# START OF Listed records

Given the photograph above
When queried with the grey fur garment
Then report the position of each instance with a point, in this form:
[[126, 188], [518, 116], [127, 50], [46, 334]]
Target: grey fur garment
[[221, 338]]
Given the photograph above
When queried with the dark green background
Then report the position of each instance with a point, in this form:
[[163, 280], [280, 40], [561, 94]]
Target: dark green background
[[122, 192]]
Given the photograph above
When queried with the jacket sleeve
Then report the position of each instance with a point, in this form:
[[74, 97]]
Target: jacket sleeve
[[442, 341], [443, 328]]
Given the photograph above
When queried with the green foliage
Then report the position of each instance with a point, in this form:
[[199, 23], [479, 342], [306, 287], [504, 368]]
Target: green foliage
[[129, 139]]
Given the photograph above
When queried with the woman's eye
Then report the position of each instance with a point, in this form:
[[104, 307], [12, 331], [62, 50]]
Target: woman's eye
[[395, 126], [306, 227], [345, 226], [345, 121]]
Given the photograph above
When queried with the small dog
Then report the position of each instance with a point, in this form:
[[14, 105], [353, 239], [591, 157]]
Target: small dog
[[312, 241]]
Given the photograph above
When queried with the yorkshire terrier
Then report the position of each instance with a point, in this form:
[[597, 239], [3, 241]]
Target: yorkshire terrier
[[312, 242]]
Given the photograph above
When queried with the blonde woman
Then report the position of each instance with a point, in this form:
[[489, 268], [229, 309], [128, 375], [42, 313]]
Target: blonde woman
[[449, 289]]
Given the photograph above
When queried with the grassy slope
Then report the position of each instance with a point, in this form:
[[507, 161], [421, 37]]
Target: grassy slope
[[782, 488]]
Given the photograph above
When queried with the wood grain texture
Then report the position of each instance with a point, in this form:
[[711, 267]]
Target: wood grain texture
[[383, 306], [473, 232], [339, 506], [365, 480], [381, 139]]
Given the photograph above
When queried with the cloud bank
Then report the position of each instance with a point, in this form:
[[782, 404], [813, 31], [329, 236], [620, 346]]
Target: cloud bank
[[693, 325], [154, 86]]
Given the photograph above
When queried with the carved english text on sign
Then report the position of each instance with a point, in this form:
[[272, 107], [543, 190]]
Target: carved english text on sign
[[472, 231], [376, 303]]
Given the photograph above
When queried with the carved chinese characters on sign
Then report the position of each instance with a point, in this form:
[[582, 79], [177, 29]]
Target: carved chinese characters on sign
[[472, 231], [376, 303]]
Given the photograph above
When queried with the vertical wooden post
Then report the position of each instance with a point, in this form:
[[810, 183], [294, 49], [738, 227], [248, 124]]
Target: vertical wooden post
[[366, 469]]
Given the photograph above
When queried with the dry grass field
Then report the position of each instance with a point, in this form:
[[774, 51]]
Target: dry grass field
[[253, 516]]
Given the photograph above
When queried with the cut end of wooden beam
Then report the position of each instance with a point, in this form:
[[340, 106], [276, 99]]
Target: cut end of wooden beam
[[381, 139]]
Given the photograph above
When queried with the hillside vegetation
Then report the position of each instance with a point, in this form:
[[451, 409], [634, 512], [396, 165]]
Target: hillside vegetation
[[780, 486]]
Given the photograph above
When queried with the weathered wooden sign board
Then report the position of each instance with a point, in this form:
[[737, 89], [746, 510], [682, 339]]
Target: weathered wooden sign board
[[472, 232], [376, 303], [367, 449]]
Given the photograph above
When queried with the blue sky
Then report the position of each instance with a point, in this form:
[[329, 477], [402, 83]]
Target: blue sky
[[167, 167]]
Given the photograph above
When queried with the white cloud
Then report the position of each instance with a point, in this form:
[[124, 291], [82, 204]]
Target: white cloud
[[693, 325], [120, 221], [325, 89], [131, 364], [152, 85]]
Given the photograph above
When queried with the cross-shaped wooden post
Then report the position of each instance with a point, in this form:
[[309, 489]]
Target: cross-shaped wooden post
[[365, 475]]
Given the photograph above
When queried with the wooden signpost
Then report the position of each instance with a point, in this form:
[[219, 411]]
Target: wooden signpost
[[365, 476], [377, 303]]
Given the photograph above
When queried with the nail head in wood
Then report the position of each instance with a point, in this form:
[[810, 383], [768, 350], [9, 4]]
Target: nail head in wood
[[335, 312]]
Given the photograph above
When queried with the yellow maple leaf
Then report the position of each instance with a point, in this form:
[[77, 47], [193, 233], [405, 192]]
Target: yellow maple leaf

# END OF Listed records

Directions ::
Reproduce the entries above exactly.

Solution ::
Given the photograph above
When queried with the grey fur garment
Then report the position of each instance with a point, in this form:
[[126, 188], [518, 116], [127, 50], [46, 334]]
Target: grey fur garment
[[221, 338]]
Given the photograph above
When queried with the dark green background
Then report the position of each instance with a point, in this form:
[[163, 280], [280, 40], [561, 94]]
Target: dark green background
[[122, 192]]
Given the photograph above
When queried with the jacket sleeve
Then report the position of each instance with a point, in this form:
[[74, 97]]
Target: jacket sleeve
[[442, 341], [443, 328]]
Given the photograph above
When queried with the green foliage
Then report the position of each instance with a point, in this form:
[[199, 23], [479, 342], [306, 287], [504, 368]]
Target: green foliage
[[129, 139]]
Given the photograph above
When queried with the woman's eye
Then report the position of each instance with a point, in this form:
[[104, 307], [12, 331], [62, 50]]
Target: woman's eye
[[395, 126], [306, 227], [345, 226], [345, 121]]
Given the photograph above
When queried with the small dog
Then report the position of each instance with a point, in this form:
[[14, 105], [353, 239], [591, 157]]
Target: small dog
[[312, 241]]
Given the photograph above
When queried with the yorkshire terrier
Then report the position of each instance with a point, in this form:
[[597, 239], [3, 241]]
Target: yorkshire terrier
[[312, 242]]
Given the photograph above
When queried with the blonde woman
Then report the position of each instance with a point, in this form:
[[489, 268], [229, 309], [128, 375], [42, 313]]
Target: blonde woman
[[449, 289]]
Given the photograph above
When queried with the grassy slope
Then report the position of each instance with a point, in this form:
[[507, 161], [421, 37]]
Target: grassy slope
[[782, 488]]
Given the photograph above
When queried with the wood grain texture
Then report the position of each instance with a point, in this form:
[[711, 267]]
Target: wood grain texture
[[383, 306], [473, 232], [339, 506], [365, 480], [381, 139]]
Given the photograph above
When queried with the cloud bank
Then report the position of each instance with a point, in this form:
[[782, 404], [813, 31], [329, 236], [620, 346]]
Target: cloud bank
[[693, 325], [154, 86]]
Given the photograph above
When queried with the carved english text on sign
Then report the position of each instance with a point, in this form:
[[272, 107], [543, 190]]
Target: carved english text on sign
[[472, 231], [376, 303]]
Given the photograph above
When queried with the carved chinese characters on sign
Then report the position of each instance with a point, in this form:
[[582, 79], [177, 29]]
Target: carved chinese characters on sign
[[472, 231], [376, 303]]
Given the photograph above
When queried with the vertical wooden post
Then report the position of each instance with a point, in this form:
[[810, 183], [294, 49], [738, 227], [248, 124]]
Target: vertical wooden post
[[366, 469]]
Given the photograph above
When queried with the dry grass field
Then report the position of each instance with a point, in this form:
[[774, 51]]
Target: dry grass field
[[253, 516]]
Given the photograph above
When queried with the cut end of wooden beam
Then report the position of each instance with a point, in this form:
[[340, 106], [276, 99]]
Target: cut end of wooden beam
[[381, 139]]
Given the photograph above
When queried with the hillside vegetation
Then report the position of each instance with a point, in this form:
[[451, 409], [634, 512], [396, 165]]
Target: hillside vegetation
[[780, 486]]
Given the photograph above
When queried with the weathered wooden sign board
Then report the position of each instance with a point, in this form:
[[737, 89], [746, 510], [682, 339]]
Target: weathered wooden sign board
[[472, 232], [376, 303], [367, 449]]
Given the photograph above
When queried with the blue sky
Then report the position of each instance with a point, in this form:
[[329, 477], [402, 83]]
Target: blue sky
[[167, 167]]
Given the photograph above
When queried with the white cloud
Then report the position of each instance with a point, in this form:
[[124, 291], [82, 204]]
Target: white cloud
[[693, 325], [120, 221], [325, 89], [131, 364], [152, 85]]
Given the photograph above
When queried with the cross-shaped wooden post
Then report the position of each instance with a point, in this form:
[[309, 489]]
Target: cross-shaped wooden post
[[365, 475]]
Given the photograph above
When queried with the wooden signpost
Then report the position of each instance with a point, in this form:
[[219, 411]]
Target: wooden signpost
[[365, 476], [377, 303]]
Given the photograph above
When queried with the nail head in wood
Then report the position of each instance with a point, in this form:
[[810, 383], [768, 350], [9, 4]]
Target: nail head in wood
[[335, 312]]
Given the photograph above
When queried with the yellow maple leaf
Then report the position of each instance with a point, in this form:
[[77, 47], [193, 233], [405, 192]]
Target: yellow maple leaf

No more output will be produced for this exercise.